▶ **必要な作業**: 以下のすべてのレコードについて、各行を一字も変えずにそのまま抜き出してください。

データセットの項目
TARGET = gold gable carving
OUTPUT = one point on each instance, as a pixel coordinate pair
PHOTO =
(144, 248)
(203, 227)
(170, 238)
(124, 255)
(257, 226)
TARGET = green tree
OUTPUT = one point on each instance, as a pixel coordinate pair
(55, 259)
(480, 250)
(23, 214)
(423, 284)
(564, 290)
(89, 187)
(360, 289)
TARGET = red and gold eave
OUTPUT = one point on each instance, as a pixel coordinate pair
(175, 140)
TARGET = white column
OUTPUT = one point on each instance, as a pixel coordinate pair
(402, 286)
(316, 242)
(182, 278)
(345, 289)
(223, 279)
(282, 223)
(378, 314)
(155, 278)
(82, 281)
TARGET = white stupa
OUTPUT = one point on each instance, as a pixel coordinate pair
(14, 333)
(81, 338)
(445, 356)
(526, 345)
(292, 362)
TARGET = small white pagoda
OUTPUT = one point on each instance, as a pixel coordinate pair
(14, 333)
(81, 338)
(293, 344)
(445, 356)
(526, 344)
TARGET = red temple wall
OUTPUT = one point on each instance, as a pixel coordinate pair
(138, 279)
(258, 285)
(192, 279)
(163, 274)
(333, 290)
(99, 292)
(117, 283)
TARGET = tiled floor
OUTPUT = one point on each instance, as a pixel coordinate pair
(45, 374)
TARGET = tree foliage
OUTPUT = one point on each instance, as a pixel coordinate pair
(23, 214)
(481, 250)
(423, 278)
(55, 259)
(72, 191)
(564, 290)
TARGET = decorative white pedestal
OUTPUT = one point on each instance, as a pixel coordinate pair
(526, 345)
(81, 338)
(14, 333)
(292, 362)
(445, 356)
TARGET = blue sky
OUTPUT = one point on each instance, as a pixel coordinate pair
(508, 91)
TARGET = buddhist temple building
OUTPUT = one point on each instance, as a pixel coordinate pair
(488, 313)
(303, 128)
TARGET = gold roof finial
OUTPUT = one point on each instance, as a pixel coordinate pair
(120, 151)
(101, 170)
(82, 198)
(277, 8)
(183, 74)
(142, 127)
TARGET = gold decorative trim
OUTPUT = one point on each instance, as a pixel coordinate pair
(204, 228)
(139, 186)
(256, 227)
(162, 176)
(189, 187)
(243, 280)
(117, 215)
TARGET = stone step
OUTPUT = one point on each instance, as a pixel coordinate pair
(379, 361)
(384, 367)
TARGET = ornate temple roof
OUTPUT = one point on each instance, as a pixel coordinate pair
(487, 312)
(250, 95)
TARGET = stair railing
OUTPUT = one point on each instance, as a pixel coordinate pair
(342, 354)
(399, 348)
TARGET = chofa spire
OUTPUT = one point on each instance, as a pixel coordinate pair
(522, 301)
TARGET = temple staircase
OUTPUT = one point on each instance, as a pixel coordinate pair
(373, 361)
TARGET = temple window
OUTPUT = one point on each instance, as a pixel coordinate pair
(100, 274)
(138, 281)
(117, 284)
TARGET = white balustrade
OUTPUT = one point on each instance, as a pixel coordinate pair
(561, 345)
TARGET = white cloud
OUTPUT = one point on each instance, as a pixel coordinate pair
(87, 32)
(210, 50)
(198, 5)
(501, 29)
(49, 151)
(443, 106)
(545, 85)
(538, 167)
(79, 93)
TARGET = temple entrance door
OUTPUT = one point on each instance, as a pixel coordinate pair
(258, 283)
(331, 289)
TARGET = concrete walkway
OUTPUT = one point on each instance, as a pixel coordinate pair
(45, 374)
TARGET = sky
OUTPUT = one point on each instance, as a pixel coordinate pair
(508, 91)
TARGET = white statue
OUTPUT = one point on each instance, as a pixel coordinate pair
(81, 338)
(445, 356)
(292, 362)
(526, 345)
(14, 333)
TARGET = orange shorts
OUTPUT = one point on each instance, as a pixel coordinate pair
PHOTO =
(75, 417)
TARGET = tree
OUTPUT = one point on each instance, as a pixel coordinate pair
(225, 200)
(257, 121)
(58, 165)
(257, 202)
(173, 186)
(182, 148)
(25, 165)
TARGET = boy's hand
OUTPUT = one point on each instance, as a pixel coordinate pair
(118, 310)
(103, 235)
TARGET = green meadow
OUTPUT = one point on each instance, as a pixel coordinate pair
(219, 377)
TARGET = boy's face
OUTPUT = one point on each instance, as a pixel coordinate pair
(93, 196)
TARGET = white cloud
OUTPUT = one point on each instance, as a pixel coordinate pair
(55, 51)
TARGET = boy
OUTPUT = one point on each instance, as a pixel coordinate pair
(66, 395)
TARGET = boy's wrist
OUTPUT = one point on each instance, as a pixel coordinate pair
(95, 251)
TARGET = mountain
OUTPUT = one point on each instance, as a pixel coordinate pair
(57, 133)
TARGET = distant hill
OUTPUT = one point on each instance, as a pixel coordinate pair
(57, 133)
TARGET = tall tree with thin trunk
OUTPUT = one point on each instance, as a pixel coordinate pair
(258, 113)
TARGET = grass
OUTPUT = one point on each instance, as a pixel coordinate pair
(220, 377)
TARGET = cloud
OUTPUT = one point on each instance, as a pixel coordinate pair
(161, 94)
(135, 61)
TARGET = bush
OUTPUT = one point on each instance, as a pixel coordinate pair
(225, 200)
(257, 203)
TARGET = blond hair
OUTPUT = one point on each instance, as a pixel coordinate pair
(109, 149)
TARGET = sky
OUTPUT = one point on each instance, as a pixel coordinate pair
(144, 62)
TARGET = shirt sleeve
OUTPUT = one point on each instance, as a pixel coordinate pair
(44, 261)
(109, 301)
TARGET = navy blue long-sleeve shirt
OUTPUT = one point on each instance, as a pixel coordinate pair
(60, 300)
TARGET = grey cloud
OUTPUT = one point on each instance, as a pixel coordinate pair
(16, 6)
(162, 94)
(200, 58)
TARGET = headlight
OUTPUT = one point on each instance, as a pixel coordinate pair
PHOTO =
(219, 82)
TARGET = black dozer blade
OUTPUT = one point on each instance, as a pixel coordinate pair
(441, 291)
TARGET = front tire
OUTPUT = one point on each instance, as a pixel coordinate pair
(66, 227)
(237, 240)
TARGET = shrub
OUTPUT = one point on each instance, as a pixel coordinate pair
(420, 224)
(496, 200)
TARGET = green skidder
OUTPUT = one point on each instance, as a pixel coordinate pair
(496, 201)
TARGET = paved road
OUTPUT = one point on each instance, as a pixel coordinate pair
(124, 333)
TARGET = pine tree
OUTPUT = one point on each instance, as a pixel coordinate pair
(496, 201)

▶ **最終回答**:
TARGET = gold gable carving
OUTPUT = one point on each instance, as a pixel coordinate pair
PHOTO =
(144, 248)
(203, 227)
(170, 238)
(124, 255)
(257, 226)
TARGET = green tree
OUTPUT = one point on each instance, as a pixel coordinate pair
(55, 259)
(480, 250)
(23, 214)
(423, 284)
(564, 290)
(89, 187)
(360, 289)
TARGET = red and gold eave
OUTPUT = one point on each instance, as a pixel coordinate pair
(175, 140)
TARGET = white column
OUTPUT = one point on each instance, as a pixel coordinate pair
(402, 286)
(316, 242)
(182, 278)
(345, 289)
(223, 279)
(282, 223)
(378, 314)
(155, 278)
(82, 281)
TARGET = white stupa
OUTPUT = one point on each instance, as a pixel coordinate pair
(14, 333)
(81, 338)
(445, 356)
(526, 345)
(292, 362)
TARGET = small white pagoda
OUTPUT = one point on each instance, as a pixel coordinate pair
(14, 333)
(81, 338)
(293, 344)
(445, 356)
(526, 344)
TARGET = red temple wall
OUTPUT = one point on each instance, as a pixel coordinate pair
(138, 279)
(258, 285)
(192, 279)
(163, 274)
(333, 290)
(99, 292)
(117, 283)
TARGET = tiled floor
OUTPUT = one point on each instance, as a pixel coordinate pair
(45, 374)
TARGET = tree foliage
OUTPUT = one point on each instance, as a pixel coordinate pair
(23, 214)
(481, 250)
(423, 278)
(55, 259)
(72, 191)
(564, 290)
TARGET = decorative white pedestal
OUTPUT = one point on each instance, as a pixel coordinate pair
(526, 345)
(81, 338)
(14, 333)
(292, 362)
(445, 356)
TARGET = blue sky
OUTPUT = one point on each instance, as a pixel coordinate pair
(508, 91)
TARGET = buddhist temple building
OUTPUT = one point on each instance, as a pixel coordinate pair
(488, 313)
(303, 128)
TARGET = gold roof finial
OUTPUT = one point on each instance, as a pixel coordinate pair
(120, 151)
(101, 170)
(82, 198)
(277, 8)
(183, 74)
(142, 127)
TARGET = gold decorative trim
OUTPUT = one point on each instance, as a pixel coordinate pair
(204, 228)
(139, 186)
(256, 227)
(162, 176)
(189, 187)
(243, 280)
(117, 215)
TARGET = stone step
OUTPUT = one point on each instance, as a pixel coordinate pair
(379, 361)
(384, 367)
TARGET = ornate temple roof
OUTPUT = one point on each instance, as a pixel coordinate pair
(487, 312)
(250, 95)
TARGET = stair railing
OUTPUT = one point on each instance, as a pixel coordinate pair
(342, 354)
(399, 348)
TARGET = chofa spire
OUTPUT = one point on each instance, as a pixel coordinate pair
(522, 301)
TARGET = temple staircase
OUTPUT = one point on each instance, as a pixel coordinate pair
(373, 361)
TARGET = temple window
OUTPUT = one point on each instance, as a pixel coordinate pair
(100, 274)
(138, 281)
(117, 284)
TARGET = white balustrade
OUTPUT = one point on each instance, as a pixel coordinate pair
(561, 345)
TARGET = white cloud
OUTPUT = one point on each instance, as a pixel coordinate pair
(87, 32)
(210, 50)
(198, 5)
(501, 29)
(49, 151)
(443, 106)
(545, 85)
(538, 167)
(79, 93)
TARGET = temple entrance door
OUTPUT = one point on each instance, as a pixel coordinate pair
(258, 283)
(331, 289)
TARGET = concrete walkway
OUTPUT = one point on each instance, as a pixel coordinate pair
(45, 374)
TARGET = sky
OUTPUT = one point on each instance, as a pixel coordinate pair
(508, 91)
TARGET = white statue
OUTPUT = one point on each instance, as a pixel coordinate pair
(81, 338)
(445, 356)
(292, 362)
(526, 345)
(14, 333)
TARGET = orange shorts
OUTPUT = one point on each instance, as a pixel coordinate pair
PHOTO =
(75, 417)
TARGET = tree
OUTPUT = one point on each instance, as a pixel coordinate pair
(225, 200)
(257, 121)
(58, 165)
(257, 202)
(173, 186)
(182, 148)
(25, 165)
TARGET = boy's hand
OUTPUT = one point on each instance, as a pixel coordinate pair
(118, 310)
(103, 235)
TARGET = green meadow
OUTPUT = one point on each instance, as a pixel coordinate pair
(219, 377)
TARGET = boy's face
OUTPUT = one point on each instance, as a pixel coordinate pair
(93, 196)
TARGET = white cloud
OUTPUT = one point on each instance, as a pixel coordinate pair
(55, 51)
TARGET = boy
OUTPUT = one point on each instance, as a pixel coordinate pair
(66, 395)
TARGET = boy's wrist
OUTPUT = one point on each instance, as a pixel coordinate pair
(95, 251)
TARGET = mountain
OUTPUT = one point on each instance, as a pixel coordinate pair
(57, 133)
TARGET = distant hill
OUTPUT = one point on each instance, as a pixel coordinate pair
(57, 133)
TARGET = tall tree with thin trunk
OUTPUT = one point on each instance, as a pixel coordinate pair
(258, 113)
TARGET = grass
OUTPUT = one point on each instance, as a pixel coordinate pair
(220, 377)
TARGET = cloud
OUTPUT = one point on each instance, as a pixel coordinate pair
(161, 94)
(135, 61)
TARGET = bush
OUTPUT = one point on each instance, as a pixel coordinate pair
(225, 200)
(257, 203)
TARGET = blond hair
OUTPUT = one point on each instance, as a pixel coordinate pair
(109, 149)
TARGET = sky
OUTPUT = one point on each instance, as a pixel coordinate pair
(144, 62)
TARGET = shirt sleeve
OUTPUT = one point on each instance, as a pixel coordinate pair
(44, 261)
(109, 301)
TARGET = navy blue long-sleeve shirt
OUTPUT = one point on each instance, as a pixel coordinate pair
(60, 300)
TARGET = grey cloud
OUTPUT = one point on each instance, as a pixel coordinate pair
(16, 6)
(162, 94)
(200, 58)
TARGET = headlight
OUTPUT = one point on each instance, as a pixel coordinate pair
PHOTO =
(219, 82)
TARGET = black dozer blade
OUTPUT = one point on each instance, as a pixel coordinate pair
(441, 291)
TARGET = front tire
OUTPUT = one point on each instance, as a pixel coordinate pair
(66, 227)
(237, 240)
TARGET = shrub
OUTPUT = one point on each instance, as a pixel coordinate pair
(420, 224)
(496, 200)
TARGET = green skidder
OUTPUT = one point on each instance, as a pixel coordinate pair
(496, 201)
TARGET = paved road
OUTPUT = one point on each instance, as a pixel coordinate pair
(124, 333)
TARGET = pine tree
OUTPUT = one point on each instance, as a pixel coordinate pair
(496, 201)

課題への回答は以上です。